**Stated exercise**:
Please render the part of the entries that opens with the line containing "the white oval" and closes with the line containing "left=73, top=132, right=159, bottom=157" as a Markdown table with the columns Row and Entry line. Give each line its own numbered row, and leave out blank lines.

**Exercise materials**:

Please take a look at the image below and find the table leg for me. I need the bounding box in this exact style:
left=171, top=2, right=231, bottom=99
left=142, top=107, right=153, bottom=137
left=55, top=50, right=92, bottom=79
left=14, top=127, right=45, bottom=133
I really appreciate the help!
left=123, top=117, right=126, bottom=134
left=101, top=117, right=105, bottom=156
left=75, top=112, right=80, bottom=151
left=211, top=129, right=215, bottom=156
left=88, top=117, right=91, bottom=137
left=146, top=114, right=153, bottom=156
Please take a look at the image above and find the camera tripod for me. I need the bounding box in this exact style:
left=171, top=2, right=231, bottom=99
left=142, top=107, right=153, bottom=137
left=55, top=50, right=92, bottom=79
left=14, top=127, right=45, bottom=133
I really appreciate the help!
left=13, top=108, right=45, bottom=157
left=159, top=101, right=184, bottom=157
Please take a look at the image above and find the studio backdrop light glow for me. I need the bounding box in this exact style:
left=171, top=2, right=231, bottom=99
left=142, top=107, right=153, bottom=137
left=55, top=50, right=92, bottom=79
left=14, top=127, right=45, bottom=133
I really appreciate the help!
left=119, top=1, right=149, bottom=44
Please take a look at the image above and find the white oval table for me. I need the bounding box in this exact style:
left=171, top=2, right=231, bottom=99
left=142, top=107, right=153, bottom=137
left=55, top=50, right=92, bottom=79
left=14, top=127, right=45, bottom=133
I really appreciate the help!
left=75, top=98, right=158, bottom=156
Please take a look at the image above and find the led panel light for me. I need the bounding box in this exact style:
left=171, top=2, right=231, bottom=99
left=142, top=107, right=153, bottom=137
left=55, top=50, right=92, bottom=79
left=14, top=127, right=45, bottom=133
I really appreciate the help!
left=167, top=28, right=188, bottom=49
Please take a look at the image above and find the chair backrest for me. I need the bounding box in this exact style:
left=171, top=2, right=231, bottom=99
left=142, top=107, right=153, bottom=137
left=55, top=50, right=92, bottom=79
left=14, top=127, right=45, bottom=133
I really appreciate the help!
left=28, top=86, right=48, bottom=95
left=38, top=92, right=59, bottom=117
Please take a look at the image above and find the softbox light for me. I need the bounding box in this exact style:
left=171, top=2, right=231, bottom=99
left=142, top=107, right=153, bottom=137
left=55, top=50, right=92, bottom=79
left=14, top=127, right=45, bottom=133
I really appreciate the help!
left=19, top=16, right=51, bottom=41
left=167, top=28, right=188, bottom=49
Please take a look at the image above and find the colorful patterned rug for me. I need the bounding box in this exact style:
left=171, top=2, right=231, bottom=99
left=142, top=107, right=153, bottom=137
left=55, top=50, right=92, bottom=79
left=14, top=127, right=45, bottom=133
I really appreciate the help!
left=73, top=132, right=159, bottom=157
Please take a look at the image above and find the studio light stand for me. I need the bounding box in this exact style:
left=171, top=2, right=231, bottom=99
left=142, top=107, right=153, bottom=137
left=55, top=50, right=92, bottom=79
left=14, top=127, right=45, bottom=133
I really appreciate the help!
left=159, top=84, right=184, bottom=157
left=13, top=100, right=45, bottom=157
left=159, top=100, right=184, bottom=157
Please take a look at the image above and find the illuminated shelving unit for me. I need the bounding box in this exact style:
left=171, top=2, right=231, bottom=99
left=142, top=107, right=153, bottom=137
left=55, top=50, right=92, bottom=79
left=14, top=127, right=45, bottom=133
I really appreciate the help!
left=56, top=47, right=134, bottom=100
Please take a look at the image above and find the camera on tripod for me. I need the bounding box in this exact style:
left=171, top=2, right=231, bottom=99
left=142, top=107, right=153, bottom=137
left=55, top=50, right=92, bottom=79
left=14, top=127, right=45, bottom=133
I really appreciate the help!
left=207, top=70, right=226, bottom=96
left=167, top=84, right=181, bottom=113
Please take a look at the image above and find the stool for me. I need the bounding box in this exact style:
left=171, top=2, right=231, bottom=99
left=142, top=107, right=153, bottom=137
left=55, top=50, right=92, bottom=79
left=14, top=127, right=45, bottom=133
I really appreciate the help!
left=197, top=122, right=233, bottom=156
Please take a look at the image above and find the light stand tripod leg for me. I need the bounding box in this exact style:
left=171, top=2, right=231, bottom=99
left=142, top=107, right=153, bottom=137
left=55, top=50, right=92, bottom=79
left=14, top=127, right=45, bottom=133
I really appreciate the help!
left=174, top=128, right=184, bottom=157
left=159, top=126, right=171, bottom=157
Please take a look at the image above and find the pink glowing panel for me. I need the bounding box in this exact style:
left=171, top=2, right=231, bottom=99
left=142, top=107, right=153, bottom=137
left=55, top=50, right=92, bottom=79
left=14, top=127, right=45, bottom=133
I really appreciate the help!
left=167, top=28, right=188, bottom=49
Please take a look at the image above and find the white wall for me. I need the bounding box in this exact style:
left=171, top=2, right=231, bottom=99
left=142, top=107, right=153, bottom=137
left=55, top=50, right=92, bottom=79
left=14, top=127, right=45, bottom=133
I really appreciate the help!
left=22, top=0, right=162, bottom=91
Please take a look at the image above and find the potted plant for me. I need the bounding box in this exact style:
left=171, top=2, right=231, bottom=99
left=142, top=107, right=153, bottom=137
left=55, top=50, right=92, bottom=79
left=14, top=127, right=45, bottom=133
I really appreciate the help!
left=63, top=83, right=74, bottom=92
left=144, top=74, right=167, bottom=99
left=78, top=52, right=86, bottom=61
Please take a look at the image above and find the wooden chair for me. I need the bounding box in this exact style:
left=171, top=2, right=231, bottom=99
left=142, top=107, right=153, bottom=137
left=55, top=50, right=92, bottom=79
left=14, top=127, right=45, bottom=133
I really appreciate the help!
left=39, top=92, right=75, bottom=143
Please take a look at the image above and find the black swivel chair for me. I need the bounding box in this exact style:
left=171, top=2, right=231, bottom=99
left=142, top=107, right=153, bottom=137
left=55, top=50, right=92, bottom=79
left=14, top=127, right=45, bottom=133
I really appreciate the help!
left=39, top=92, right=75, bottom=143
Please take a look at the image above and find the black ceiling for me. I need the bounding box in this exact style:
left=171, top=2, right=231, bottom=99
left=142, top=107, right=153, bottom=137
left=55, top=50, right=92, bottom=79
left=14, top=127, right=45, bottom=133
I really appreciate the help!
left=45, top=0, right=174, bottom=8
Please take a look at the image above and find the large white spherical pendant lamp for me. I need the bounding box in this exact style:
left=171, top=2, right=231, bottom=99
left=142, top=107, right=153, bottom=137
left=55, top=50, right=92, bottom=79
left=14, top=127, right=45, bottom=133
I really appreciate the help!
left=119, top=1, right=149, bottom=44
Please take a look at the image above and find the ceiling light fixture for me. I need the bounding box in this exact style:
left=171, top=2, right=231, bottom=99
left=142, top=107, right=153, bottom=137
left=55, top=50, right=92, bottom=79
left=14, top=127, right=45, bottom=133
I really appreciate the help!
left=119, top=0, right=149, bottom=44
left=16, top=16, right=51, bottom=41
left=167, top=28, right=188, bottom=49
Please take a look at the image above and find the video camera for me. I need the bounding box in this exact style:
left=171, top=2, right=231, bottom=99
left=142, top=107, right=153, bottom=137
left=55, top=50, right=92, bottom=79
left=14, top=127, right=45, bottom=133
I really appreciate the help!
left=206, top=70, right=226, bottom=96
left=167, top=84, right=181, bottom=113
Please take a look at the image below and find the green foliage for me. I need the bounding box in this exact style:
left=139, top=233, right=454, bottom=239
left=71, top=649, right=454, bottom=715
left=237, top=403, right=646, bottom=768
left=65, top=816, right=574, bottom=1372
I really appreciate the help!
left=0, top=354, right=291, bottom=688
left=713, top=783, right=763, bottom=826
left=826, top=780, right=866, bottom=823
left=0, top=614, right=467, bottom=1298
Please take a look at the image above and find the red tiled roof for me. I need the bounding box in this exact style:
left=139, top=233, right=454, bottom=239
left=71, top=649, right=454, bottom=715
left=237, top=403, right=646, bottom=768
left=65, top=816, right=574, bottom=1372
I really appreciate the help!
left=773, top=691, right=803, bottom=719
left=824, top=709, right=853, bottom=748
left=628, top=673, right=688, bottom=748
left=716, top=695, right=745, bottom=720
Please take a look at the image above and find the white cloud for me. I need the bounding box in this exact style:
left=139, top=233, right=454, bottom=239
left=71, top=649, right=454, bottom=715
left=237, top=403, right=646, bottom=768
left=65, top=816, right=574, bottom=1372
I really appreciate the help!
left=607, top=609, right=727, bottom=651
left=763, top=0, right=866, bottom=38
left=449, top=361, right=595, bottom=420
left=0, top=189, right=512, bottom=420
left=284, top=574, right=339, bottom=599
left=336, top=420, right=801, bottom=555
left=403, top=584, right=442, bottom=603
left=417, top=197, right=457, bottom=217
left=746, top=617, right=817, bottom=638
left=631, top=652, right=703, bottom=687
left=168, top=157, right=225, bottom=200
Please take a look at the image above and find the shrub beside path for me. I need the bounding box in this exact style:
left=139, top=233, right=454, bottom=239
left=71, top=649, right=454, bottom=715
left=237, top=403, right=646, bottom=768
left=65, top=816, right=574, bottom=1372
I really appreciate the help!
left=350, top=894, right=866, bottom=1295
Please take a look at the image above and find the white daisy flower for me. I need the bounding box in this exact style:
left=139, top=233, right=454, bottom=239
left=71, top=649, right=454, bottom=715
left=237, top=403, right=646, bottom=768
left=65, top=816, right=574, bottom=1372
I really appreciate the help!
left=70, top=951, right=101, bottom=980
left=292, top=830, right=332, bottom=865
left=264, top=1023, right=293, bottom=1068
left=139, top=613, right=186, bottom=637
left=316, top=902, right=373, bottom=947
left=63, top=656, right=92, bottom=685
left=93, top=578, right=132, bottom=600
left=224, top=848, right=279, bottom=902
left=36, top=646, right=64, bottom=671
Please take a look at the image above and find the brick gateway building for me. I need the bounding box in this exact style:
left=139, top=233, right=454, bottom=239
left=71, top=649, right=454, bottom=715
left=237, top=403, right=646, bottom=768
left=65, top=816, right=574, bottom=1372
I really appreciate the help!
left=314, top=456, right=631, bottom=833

**Written response**:
| Row | Entry line |
|---|---|
| 1 | Please take a look at the image above and find the white oval table for me. I need the bounding box in this exact style: |
| 2 | left=171, top=2, right=231, bottom=99 |
| 3 | left=142, top=107, right=153, bottom=137 |
| 4 | left=55, top=50, right=92, bottom=79 |
| 5 | left=14, top=127, right=45, bottom=133 |
| 6 | I really appreciate the help! |
| 7 | left=75, top=98, right=158, bottom=156 |
| 8 | Please take a look at the image above and find the led panel light for me. I need the bounding box in this exact style: |
| 9 | left=171, top=2, right=231, bottom=99 |
| 10 | left=142, top=107, right=153, bottom=137 |
| 11 | left=55, top=50, right=92, bottom=79 |
| 12 | left=14, top=127, right=45, bottom=133 |
| 13 | I really appreciate the help! |
| 14 | left=167, top=28, right=188, bottom=49 |
| 15 | Please take a look at the image above and find the chair backrest for me. I need the bounding box in this exact style: |
| 16 | left=171, top=2, right=231, bottom=99 |
| 17 | left=142, top=107, right=153, bottom=137 |
| 18 | left=55, top=50, right=92, bottom=79 |
| 19 | left=14, top=127, right=45, bottom=133 |
| 20 | I really appreciate the help! |
| 21 | left=28, top=86, right=48, bottom=95 |
| 22 | left=38, top=92, right=59, bottom=117 |
| 23 | Please take a look at the image above and find the softbox light for me. I need the bounding box in this exact style: |
| 24 | left=171, top=2, right=231, bottom=99 |
| 25 | left=142, top=107, right=153, bottom=137 |
| 26 | left=55, top=50, right=92, bottom=79 |
| 27 | left=14, top=127, right=45, bottom=133 |
| 28 | I really appreciate the help! |
| 29 | left=19, top=16, right=51, bottom=41 |
| 30 | left=167, top=28, right=188, bottom=49 |
| 31 | Please take a look at the image above and find the colorful patterned rug for me. I need the bounding box in this exact style: |
| 32 | left=171, top=2, right=231, bottom=99 |
| 33 | left=142, top=107, right=153, bottom=137 |
| 34 | left=55, top=50, right=92, bottom=79 |
| 35 | left=14, top=127, right=45, bottom=133 |
| 36 | I really appreciate the help! |
| 37 | left=73, top=132, right=159, bottom=157 |